[USING THE INFORMATION]
1. In the article about Delaware's summer college-prep program for low-income students, how many summers do participants spend on the prep-school campus?
2. Continue the article about Delaware's summer college-prep program from the point where it stops.

[TEXT SEGMENT]
▼

Delaware is preparing low-income students for college through a summer program at one of the state’s most prestigious prep schools.
St. Andrews School in Middletown, Delaware looks like something out of a postcard–from its stone archways to its Gothic cloisters to the carpets of green grass that checker the more-than 2000 acre campus.
It is so picturesque, in fact, that director Peter Weir literally filmed a picture here, the prep-school classic Dead Poet’s Society.
Kaylani Williams, though, had another blockbuster in mind when she arrived at St. Andrews for the first time this June.
“I was like, ‘Oh my gosh. This is place is huge,'” says the rising junior from Dover. “It looks like the castle from the Harry Potter movies.”
Williams is one of about 80 Delaware high school students who spent close to three weeks this summer living and studying at St. Andrew’s–all for free. She’s part of the Delaware College Scholars (DCS) program, a partnership between St. Andrew’s and the Delaware Department of Education.
DCS participants share two things in common: they’re low-income and they’re high-achieving.
Delaware hopes that by sending these promising students to St. Andrews for three consecutive summers–after their sophomore, junior, and senior years–the teens will grow comfortable with the rhythm and texture of campus life. Ideally they’ll call on that familiarity as they navigate the transition to higher education, a period where many talented, but disadvantaged, students get left behind.
“We’re trying to show them that things can be different,” says Tony Alleyne, who runs DCS and helped launch the program last summer. “They can feel what it’s like to live in a college setting.”
While at St. Andrews the students take traditional academic courses alongside college-prep classes. All designed to help them study for the SAT, write entrances essays, and think more deeply about picking the right school. The teaching is done in small, seminar-style classes meant to mimic what they’ll find in a university setting.
“All of our courses are Socratic seminars,” says Alleyne. “So instead of having students sit in rows–having them raise their hands to contribute to the conversation–everyone’s on the same level.”
Just as important, DCS gives students a small taste of campus life, from the dining hall to the dorm rooms. It is a sort of vaccine dose, meant to inoculate them from the culture shock that some low-income students feel when they first arrive at college.
“It’s definitely helped to shape me and mold me into being okay with being away from home, being okay with trying new things, being okay with meeting new people,” says Williams.
Moses Myers, a rising senior from Wilmington, admitted he was nervous when he started with DCS last summer as part of the inaugural cohort. This summer, he couldn’t wait to get back on campus.

▲

[EXTRACTED ENTRIES]
▼

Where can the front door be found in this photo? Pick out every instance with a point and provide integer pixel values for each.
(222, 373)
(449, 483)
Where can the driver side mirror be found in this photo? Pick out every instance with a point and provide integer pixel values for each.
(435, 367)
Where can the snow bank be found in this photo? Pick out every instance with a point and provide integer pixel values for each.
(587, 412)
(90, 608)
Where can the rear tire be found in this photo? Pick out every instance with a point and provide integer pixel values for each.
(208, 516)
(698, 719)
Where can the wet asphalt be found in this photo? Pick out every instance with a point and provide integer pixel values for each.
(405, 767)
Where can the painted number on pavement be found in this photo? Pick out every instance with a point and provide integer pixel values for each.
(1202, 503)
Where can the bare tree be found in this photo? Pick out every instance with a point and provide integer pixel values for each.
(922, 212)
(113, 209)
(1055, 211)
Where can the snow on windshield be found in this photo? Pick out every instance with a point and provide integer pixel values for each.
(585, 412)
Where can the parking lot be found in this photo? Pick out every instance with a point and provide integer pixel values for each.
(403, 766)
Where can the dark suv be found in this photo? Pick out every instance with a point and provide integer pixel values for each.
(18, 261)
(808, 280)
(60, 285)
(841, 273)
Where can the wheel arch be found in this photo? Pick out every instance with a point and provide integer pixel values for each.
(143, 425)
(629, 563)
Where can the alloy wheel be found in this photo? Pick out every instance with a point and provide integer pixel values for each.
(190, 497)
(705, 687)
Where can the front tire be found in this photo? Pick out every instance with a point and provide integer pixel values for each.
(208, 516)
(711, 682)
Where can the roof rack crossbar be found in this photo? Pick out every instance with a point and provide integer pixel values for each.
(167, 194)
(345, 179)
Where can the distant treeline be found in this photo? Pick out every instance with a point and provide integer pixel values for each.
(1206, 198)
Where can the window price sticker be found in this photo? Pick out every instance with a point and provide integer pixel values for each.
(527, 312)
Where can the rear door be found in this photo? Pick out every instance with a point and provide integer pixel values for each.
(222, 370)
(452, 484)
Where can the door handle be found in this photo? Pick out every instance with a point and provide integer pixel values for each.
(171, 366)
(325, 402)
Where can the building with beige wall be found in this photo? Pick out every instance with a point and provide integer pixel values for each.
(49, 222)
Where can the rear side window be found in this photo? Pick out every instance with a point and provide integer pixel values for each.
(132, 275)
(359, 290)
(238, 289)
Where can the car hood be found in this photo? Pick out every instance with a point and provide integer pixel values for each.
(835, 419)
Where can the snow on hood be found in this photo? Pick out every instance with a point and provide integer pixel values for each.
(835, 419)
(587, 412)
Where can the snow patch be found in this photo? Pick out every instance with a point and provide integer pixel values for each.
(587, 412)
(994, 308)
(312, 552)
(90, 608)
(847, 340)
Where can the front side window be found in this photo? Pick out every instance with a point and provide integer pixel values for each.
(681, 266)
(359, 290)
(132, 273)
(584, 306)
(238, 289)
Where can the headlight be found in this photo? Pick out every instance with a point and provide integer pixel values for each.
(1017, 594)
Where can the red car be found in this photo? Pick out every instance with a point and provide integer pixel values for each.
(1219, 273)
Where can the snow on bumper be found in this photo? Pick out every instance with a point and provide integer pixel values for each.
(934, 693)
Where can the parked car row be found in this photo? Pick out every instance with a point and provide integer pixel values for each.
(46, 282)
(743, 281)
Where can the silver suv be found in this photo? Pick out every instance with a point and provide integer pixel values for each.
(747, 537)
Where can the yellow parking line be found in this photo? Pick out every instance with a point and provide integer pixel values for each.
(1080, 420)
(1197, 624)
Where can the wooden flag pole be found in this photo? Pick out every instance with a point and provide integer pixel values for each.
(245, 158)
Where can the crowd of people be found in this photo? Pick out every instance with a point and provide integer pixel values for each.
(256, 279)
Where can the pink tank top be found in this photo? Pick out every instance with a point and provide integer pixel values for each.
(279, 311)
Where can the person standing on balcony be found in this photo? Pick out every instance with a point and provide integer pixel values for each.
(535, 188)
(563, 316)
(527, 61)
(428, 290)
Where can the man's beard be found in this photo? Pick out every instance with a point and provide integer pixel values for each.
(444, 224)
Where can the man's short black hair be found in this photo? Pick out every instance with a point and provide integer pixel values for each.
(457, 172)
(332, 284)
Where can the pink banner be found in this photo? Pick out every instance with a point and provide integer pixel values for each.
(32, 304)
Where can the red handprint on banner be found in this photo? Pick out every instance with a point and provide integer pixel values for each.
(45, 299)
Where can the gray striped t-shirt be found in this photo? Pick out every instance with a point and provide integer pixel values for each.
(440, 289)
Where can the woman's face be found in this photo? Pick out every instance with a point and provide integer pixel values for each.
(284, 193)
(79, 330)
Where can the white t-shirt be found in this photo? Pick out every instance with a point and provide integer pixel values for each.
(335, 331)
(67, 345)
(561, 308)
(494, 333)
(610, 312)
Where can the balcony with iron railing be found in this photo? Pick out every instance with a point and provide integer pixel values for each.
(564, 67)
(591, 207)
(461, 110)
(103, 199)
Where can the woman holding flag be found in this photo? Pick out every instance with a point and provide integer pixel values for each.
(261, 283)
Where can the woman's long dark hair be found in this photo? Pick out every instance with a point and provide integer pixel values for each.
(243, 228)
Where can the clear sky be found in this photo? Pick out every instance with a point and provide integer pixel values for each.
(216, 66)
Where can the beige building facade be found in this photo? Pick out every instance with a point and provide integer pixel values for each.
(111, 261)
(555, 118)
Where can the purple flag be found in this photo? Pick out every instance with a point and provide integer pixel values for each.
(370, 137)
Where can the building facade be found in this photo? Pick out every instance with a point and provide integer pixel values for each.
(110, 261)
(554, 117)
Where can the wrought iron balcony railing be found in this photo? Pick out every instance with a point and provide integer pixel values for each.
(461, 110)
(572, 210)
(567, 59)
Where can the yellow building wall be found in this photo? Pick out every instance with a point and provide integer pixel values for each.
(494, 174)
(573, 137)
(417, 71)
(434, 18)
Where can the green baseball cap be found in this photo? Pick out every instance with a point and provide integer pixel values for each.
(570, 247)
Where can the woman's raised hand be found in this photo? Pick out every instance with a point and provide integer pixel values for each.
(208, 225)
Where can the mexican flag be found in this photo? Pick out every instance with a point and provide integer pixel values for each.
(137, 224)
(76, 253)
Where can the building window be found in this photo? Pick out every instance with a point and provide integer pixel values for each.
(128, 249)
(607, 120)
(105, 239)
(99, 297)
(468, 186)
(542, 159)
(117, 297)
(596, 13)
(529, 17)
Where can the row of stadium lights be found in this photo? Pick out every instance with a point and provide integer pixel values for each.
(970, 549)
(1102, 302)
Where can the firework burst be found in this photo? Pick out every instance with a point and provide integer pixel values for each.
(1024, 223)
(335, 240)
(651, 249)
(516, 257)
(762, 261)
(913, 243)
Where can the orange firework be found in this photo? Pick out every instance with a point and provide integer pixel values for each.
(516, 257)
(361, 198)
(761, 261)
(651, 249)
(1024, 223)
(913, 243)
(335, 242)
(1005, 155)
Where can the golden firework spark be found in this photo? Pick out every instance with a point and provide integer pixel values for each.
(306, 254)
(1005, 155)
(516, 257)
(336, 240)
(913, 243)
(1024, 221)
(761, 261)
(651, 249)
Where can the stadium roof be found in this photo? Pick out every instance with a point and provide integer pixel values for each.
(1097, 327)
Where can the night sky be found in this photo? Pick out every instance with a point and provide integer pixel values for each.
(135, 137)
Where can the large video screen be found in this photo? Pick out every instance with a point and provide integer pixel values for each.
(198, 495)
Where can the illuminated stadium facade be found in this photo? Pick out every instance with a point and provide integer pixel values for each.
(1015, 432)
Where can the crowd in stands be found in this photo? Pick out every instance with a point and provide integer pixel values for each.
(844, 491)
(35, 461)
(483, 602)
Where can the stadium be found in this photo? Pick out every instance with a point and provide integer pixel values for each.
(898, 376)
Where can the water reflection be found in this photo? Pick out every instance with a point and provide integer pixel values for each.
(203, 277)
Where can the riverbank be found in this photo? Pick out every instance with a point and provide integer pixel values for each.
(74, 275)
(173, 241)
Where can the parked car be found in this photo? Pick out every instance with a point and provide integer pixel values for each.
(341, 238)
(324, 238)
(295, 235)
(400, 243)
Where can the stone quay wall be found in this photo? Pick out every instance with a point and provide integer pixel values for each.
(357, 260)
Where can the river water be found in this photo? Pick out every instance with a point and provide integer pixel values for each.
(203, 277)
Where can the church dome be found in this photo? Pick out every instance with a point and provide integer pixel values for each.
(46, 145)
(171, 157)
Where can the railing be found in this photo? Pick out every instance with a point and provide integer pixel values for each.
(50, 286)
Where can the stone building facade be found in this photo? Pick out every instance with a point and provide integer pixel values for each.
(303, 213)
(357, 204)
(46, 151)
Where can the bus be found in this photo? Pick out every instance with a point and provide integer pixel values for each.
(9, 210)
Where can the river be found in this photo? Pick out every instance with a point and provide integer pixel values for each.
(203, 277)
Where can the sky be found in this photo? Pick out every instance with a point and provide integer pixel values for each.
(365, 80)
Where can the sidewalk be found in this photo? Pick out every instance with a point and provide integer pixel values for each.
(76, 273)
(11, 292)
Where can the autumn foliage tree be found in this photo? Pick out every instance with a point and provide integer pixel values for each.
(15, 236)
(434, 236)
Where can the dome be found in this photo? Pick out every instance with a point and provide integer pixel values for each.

▲

[WRITTEN ANSWERS]
1. Three consecutive summers: after their sophomore, junior, and senior years.

2.
“It almost feels like this is my second home,” says Myers.
Myers’ parents immigrated from Jamaica. His mother recently passed and his dad works 14-hour days to support the family.
“I want to be the one to not have to use my body as my source of income,” says Myers. “I want to be able to use my mind.”
Myers envisions a future in finance, and he’s looking hard at mid-sized universities with strong business programs.
“I’m looking into Drexel, which has the co-op program where they partner with companies such as JP Morgan Chase, Johnson & Johnson, DuPont, and almost immediately after you graduate they typically offer you a job,” says Myers. “Then Lehigh, I think they’re ranked number four in finance. So that would be amazing.”
Almost all DCS students appear fluent it what one might call “college speak.” They know how to classify various schools. They ramble happily about specific schools, noting, for instance, how isolated a campus may be from the city surrounding it. They’re intimately familiar with rankings and median SAT scores and all the miscellany that accompany the modern college entrance process.
This is all, of course, by design.
“What we’re trying to do with Delaware College Scholars is to expose these students to the many different types of schools,” Alleyne says.
DCS hopes to combat a recently identified phenomenon known as under-matching. The term describes the disproportionate number of low-income students who attend less selective colleges than their academic credentials would theoretically allow. Put another way, many disadvantaged high school students never apply to or attend elite colleges–and thus never reap the rewards those schools can provide.
The problem reflects a knowledge gap. Poor students often aren’t familiar with the full roster of selective colleges (beyond the Ivy League). And even when they are, they’re either not encouraged to apply to top-tier schools or don’t think they can afford the seemingly exorbitant tuition prices.
Many flock instead toward mid-tier public universities with poor graduation rates, lackluster post-graduate outcomes, and higher real costs due to a relative lack of financial aid.
“They’ll see the in-state price for a school versus a fifty-to-sixty thousand dollar price tag on a private school,” says Alleyne. “But they don’t understand that there’s different ways of getting scholarships and grants and different types of financial aid structures.”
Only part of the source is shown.